Put every line of the records below into a Markdown table with the columns Row and Line, numbering the rows and skipping blank lines. Leave the pictures out.

╭──

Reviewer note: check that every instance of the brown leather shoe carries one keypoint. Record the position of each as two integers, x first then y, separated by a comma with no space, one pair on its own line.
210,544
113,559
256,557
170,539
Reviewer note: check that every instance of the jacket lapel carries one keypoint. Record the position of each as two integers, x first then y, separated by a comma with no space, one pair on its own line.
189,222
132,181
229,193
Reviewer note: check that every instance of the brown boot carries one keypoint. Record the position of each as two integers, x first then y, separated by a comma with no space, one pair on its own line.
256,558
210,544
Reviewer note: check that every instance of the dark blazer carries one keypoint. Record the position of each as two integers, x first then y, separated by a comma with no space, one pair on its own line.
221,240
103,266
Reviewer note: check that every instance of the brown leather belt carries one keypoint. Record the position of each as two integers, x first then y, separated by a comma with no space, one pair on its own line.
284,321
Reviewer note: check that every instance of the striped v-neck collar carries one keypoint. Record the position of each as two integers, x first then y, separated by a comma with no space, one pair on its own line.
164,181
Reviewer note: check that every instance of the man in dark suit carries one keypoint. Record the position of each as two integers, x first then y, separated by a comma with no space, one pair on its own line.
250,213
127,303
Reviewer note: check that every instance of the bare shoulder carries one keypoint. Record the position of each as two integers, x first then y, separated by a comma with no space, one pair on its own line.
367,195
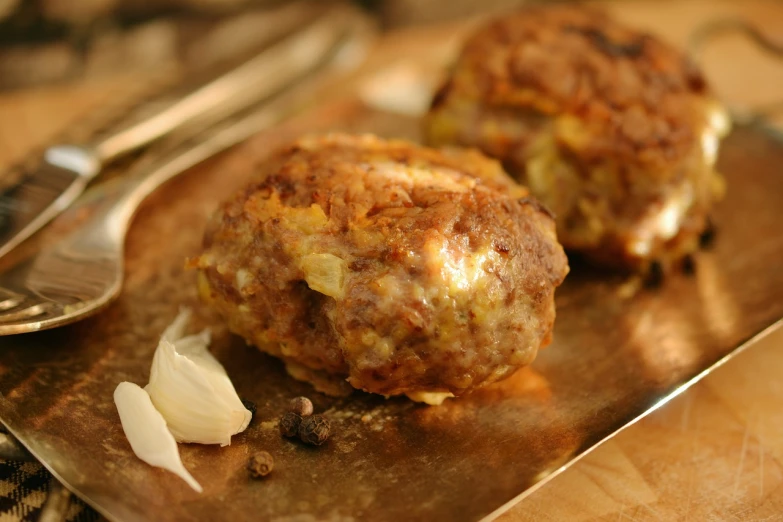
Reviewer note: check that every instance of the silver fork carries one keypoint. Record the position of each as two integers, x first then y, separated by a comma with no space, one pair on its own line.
65,170
83,272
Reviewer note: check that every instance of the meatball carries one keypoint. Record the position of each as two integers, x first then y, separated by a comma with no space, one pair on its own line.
401,269
610,128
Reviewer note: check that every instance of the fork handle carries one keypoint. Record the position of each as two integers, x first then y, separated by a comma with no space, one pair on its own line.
253,81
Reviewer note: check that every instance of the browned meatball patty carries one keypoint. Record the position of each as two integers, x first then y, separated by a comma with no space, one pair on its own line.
399,268
612,129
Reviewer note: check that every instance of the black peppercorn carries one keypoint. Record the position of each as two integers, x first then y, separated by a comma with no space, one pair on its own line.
261,464
688,265
301,406
314,430
251,407
289,424
707,237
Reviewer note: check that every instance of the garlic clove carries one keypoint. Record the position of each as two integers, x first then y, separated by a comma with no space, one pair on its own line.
147,433
191,389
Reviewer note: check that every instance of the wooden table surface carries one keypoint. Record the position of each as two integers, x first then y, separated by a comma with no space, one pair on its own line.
713,453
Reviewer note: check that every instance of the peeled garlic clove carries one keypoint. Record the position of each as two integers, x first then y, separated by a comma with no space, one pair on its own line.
147,433
192,391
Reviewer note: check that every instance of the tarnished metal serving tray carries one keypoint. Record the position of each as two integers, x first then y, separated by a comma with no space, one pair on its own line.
616,355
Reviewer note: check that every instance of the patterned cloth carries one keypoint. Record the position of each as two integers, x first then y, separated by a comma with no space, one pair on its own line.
24,488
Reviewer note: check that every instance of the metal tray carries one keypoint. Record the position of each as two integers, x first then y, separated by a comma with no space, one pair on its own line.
616,356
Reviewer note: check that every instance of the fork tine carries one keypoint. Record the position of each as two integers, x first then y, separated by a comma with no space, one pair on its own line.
26,313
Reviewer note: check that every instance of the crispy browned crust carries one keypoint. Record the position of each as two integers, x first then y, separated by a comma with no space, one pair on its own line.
449,267
632,89
614,117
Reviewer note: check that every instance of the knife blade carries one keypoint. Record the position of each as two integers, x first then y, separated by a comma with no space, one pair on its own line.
65,170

╰──

### Task output
| Row | Line |
|---|---|
| 1 | Reviewer note: check that every instance of the brown leather shoe carries one keypoint. Record the position of each as two integers, x first then y, separated by a comma with no space, one pair on its own line. |
| 2 | 210,544 |
| 3 | 113,559 |
| 4 | 256,557 |
| 5 | 170,539 |
| 6 | Reviewer note: check that every instance of the jacket lapel carries one keypoint. Record the position of each as two integers, x first then y, separated by a comma with no space, one pair on its own line. |
| 7 | 189,222 |
| 8 | 132,181 |
| 9 | 229,193 |
| 10 | Reviewer note: check that every instance of the brown boot carries one keypoint. Record the position of each as two integers, x first then y, separated by a comma with no space, one pair on its own line. |
| 11 | 256,558 |
| 12 | 210,544 |
| 13 | Reviewer note: check that every instance of the dark blazer carries one keypoint. Record the position of each as two integers, x first then y, separated by a comma with no space, one pair on its own line. |
| 14 | 221,240 |
| 15 | 103,266 |
| 16 | Reviewer note: check that every instance of the brown leather belt carries one keypoint. Record the position of each as two integers, x first then y, separated by a comma with no space, one pair on its own line. |
| 17 | 284,321 |
| 18 | Reviewer note: check that every instance of the striped v-neck collar carries one keypoint. Record the position of each as two integers, x first then y, separated by a comma with no space, one pair on its own line. |
| 19 | 164,181 |
| 20 | Reviewer note: check that every instance of the man in dark suit carries one keypoint. Record the position of each as two integers, x first then y, separated by a comma with no space, one pair on its own line. |
| 21 | 250,213 |
| 22 | 127,303 |
| 23 | Reviewer note: check that every instance of the bare shoulder carries one keypoint. Record the position of each as two integers, x first then y, separated by a comma with no space, one pair on its own line. |
| 24 | 367,195 |
| 25 | Reviewer note: check that every instance of the silver fork carries one keypoint. Record the position of each as two integers, x first then y, separated by a comma with no space, one pair on its own line. |
| 26 | 65,170 |
| 27 | 83,272 |
| 28 | Reviewer note: check that every instance of the meatball carries one keypoint. Record the position of each as two integers, x first then y, separated by a comma with no space, one pair on its own line. |
| 29 | 401,269 |
| 30 | 610,128 |
| 31 | Reviewer note: check that every instance of the fork handle carries one keypoint. Record the position of each as two integers, x first then y, separated by a comma with no space, one pair on its own line. |
| 32 | 253,81 |
| 33 | Reviewer note: check that every instance of the browned meatball patty carries one keypoint. Record the position of each as two integers, x first then y, separated by a comma with no space, one pair on its own line. |
| 34 | 399,268 |
| 35 | 612,129 |
| 36 | Reviewer note: check that every instance of the black peppercorn carries one keypoint. Record the position of each as two integers, x first then y, separated by a comma with no space, one pair on its own line. |
| 37 | 261,464 |
| 38 | 688,265 |
| 39 | 301,406 |
| 40 | 314,430 |
| 41 | 251,407 |
| 42 | 289,424 |
| 43 | 707,237 |
| 44 | Reviewer note: check that every instance of the garlic clove carries one keypoint. Record the position of each as two integers, x first then y, separated by a comma with no space, one pair on its own line. |
| 45 | 147,433 |
| 46 | 191,389 |
| 47 | Reviewer note: check that every instance of the wooden table surface carries one keypoint. Record the position of each as two integers, x first then y, separated by a comma with no space, one pair on its own line. |
| 48 | 713,453 |
| 49 | Reviewer note: check that every instance of the peeled garlic clove carries one keypoint. Record the position of each as two integers, x first then y, separated by a comma with no space, one pair on its own line. |
| 50 | 147,433 |
| 51 | 192,391 |
| 52 | Reviewer note: check that every instance of the tarnished metal serving tray carries one keypoint. Record the position of each as two integers, x first then y, separated by a comma with no space, one pair on its own line. |
| 53 | 616,355 |
| 54 | Reviewer note: check that every instance of the patterned cloth carries one keypoint. Record the position of each as two integers, x first then y, separated by a comma with no space, one pair on its own line. |
| 55 | 24,488 |
| 56 | Reviewer note: check that every instance of the metal tray carries one keypoint. Record the position of each as two integers, x first then y, separated by a comma with no space, one pair on its own line. |
| 57 | 616,356 |
| 58 | Reviewer note: check that every instance of the fork tine carries one keypoint. Record the position of each as two integers, x first then y, separated by a comma with no space, one pair on its own line. |
| 59 | 26,313 |
| 60 | Reviewer note: check that every instance of the crispy browned crust carries one keypoint. Record the position of each as two integers, x first then y, separated by a comma with no space, one pair on its own line. |
| 61 | 449,267 |
| 62 | 632,89 |
| 63 | 614,117 |
| 64 | Reviewer note: check that every instance of the knife blade carries one keypoint. Record the position of each as two integers, x first then y, separated by a comma with no space, one pair on its own line. |
| 65 | 65,170 |